## YOUR OBJECTIVE:
Copy the records below word for word, beginning at the line that contains "point: sea water" and going through the end of the records. Leave the pictures out of your copy.

## TASK INPUT:
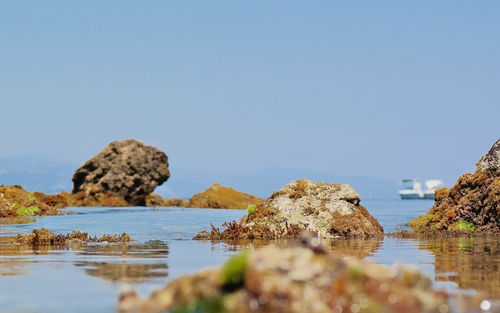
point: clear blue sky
(389, 89)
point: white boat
(412, 189)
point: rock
(129, 169)
(44, 237)
(471, 205)
(326, 210)
(155, 200)
(15, 201)
(220, 197)
(490, 161)
(294, 279)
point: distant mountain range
(36, 173)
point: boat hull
(410, 196)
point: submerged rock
(15, 201)
(127, 169)
(156, 200)
(326, 210)
(221, 197)
(295, 279)
(471, 205)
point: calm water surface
(86, 278)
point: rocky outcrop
(127, 169)
(154, 200)
(295, 279)
(490, 161)
(326, 210)
(15, 201)
(471, 205)
(220, 197)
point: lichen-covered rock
(471, 205)
(129, 169)
(15, 201)
(326, 210)
(294, 279)
(43, 236)
(155, 200)
(490, 161)
(221, 197)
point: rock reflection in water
(125, 273)
(130, 267)
(360, 248)
(472, 263)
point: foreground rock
(155, 200)
(220, 197)
(127, 169)
(471, 205)
(44, 237)
(326, 210)
(15, 201)
(295, 279)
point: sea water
(87, 278)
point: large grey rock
(127, 168)
(491, 160)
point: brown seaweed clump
(15, 201)
(472, 205)
(94, 196)
(221, 197)
(325, 210)
(294, 279)
(44, 237)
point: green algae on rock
(472, 205)
(15, 201)
(128, 169)
(44, 237)
(326, 210)
(295, 279)
(221, 197)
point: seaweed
(44, 237)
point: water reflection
(360, 248)
(130, 263)
(471, 263)
(125, 273)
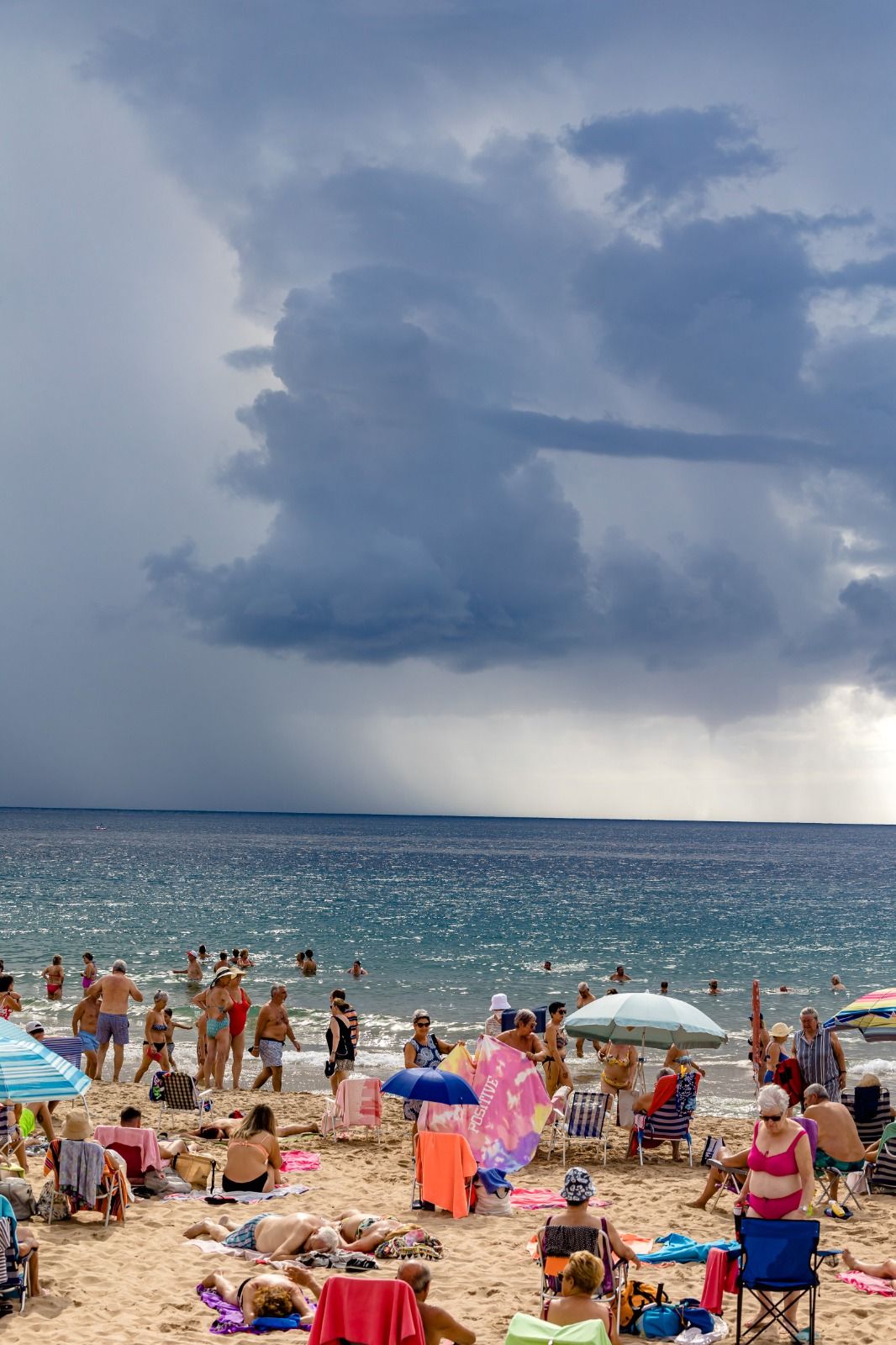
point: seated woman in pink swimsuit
(781, 1180)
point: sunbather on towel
(437, 1324)
(730, 1163)
(268, 1295)
(884, 1270)
(275, 1237)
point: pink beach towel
(299, 1161)
(360, 1102)
(869, 1284)
(541, 1197)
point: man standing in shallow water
(272, 1029)
(116, 989)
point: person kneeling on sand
(582, 1275)
(437, 1324)
(273, 1237)
(272, 1295)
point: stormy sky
(467, 407)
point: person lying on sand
(273, 1237)
(883, 1270)
(437, 1324)
(272, 1295)
(717, 1174)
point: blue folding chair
(13, 1266)
(779, 1262)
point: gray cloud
(672, 154)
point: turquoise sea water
(445, 911)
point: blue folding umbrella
(29, 1073)
(432, 1086)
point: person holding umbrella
(423, 1051)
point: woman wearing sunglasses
(781, 1181)
(423, 1051)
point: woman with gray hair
(820, 1055)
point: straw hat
(77, 1126)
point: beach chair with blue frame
(777, 1264)
(586, 1118)
(13, 1271)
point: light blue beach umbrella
(29, 1073)
(649, 1021)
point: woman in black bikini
(253, 1153)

## THE SOLUTION:
point: sea water
(87, 278)
point: large grey rock
(127, 168)
(491, 160)
point: brown seaweed clump
(15, 201)
(472, 205)
(94, 196)
(221, 197)
(325, 210)
(294, 279)
(44, 237)
point: green algae on rock
(472, 205)
(15, 201)
(128, 169)
(44, 237)
(326, 210)
(295, 279)
(221, 197)
point: seaweed
(44, 237)
point: water reflection
(360, 248)
(130, 263)
(471, 263)
(125, 273)
point: seated woman in pink swimsuit
(781, 1180)
point: sunbather on towel
(437, 1324)
(730, 1163)
(268, 1295)
(884, 1270)
(275, 1237)
point: pink beach towel
(299, 1161)
(360, 1102)
(869, 1284)
(541, 1197)
point: man standing in shallow water
(272, 1029)
(116, 989)
point: person kneeling on sand
(582, 1275)
(437, 1324)
(273, 1237)
(272, 1295)
point: stormy sky
(467, 407)
point: person lying on sand
(273, 1237)
(883, 1270)
(437, 1324)
(272, 1295)
(717, 1174)
point: blue folding chair
(13, 1266)
(779, 1262)
point: gray cloud
(672, 154)
point: turquoise sea water
(445, 911)
point: blue folding umbrella
(29, 1073)
(432, 1086)
point: person holding umbrella
(423, 1051)
point: woman wearing sunglasses
(781, 1181)
(423, 1051)
point: woman with gray hair
(820, 1055)
point: straw hat
(77, 1126)
point: beach chair with blue frame
(777, 1264)
(586, 1118)
(13, 1271)
point: light blue beach umbrella
(29, 1073)
(649, 1021)
point: woman in black bikini
(253, 1153)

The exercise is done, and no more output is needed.